Required task A
In the R question below, which survey supplies the microdata?

R- compare different columns of a data frame with different values - r

I am currently working on microdata, using a survey called SHARE. I want to use a variable for education but the way it was coded makes it kind of hard.
In the survey, households are asked what degree they have. There is one column for each degree and it takes the value 0 or 1 if the interviewed has the degree or not. The issue is that I have two countries with different degrees, but they are using the same column, so I have to go to the user manual to find for each country to which degree corresponds each 0 or 1. I was able to do so and then translate it to an international way of measuring education.
My idea was to sum each column and then having only one column for each household. However, I wasn't able to proceed because some people have many degrees. I would like to get the highest degree of each household. I would like to have your help on this issue.
Here are tables of what I have and what I would like:
Let imagine in Germany the first diplome is equivalent to the first diplome in international standards, the second and thee third in Germany are the same as the second diplom in international standards and the last diplom in Germany is the same as the third internationally. And in France we have first = first int., second = second int., third = third int. and no fourth diplom. Then I have a the table:
country= c( "Germany", "Germany", "Germany", "France" , "France", "France")
degree_one= c( 1, 1, 1, 1 , 1, 1)
degree_two = c( 0, 1, 0, 1 , 1, 0)
degree_three= c( 1, 0, 1, 1 , 1, 0)
degree_four = c( 1, 0, 0, NA ,NA, NA)
f = data.frame(country,degree_one,degree_two,degree_three,degree_four)

Input rows
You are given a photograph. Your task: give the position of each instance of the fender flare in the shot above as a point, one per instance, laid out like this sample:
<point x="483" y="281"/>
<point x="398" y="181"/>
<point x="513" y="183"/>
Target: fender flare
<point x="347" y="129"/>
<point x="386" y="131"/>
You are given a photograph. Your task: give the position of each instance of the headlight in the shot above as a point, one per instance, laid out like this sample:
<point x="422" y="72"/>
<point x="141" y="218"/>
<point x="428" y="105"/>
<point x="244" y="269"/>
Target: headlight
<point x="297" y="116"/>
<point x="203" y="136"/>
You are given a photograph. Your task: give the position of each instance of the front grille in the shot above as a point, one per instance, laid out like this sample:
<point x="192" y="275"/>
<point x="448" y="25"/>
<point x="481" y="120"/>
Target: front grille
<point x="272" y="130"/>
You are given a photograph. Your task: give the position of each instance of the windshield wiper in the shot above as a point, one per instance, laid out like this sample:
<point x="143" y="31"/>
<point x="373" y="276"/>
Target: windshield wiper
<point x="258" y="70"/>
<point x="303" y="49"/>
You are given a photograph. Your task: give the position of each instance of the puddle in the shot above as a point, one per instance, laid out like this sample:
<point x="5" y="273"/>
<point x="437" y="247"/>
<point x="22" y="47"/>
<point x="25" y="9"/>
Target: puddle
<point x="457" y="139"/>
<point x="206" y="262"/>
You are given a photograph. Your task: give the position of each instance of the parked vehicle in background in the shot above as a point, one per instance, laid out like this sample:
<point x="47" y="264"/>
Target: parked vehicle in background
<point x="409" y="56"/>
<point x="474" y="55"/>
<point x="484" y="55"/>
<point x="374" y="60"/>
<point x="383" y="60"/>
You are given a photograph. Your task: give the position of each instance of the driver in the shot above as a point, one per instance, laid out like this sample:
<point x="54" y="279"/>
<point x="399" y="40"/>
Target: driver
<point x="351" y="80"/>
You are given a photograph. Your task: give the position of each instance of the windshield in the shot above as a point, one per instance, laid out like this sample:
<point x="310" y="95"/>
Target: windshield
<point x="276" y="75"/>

Required task B
Count the lines in the listing above that contain the word "flare", and reply with only that number.

Answer A
A survey called SHARE.

Answer B
2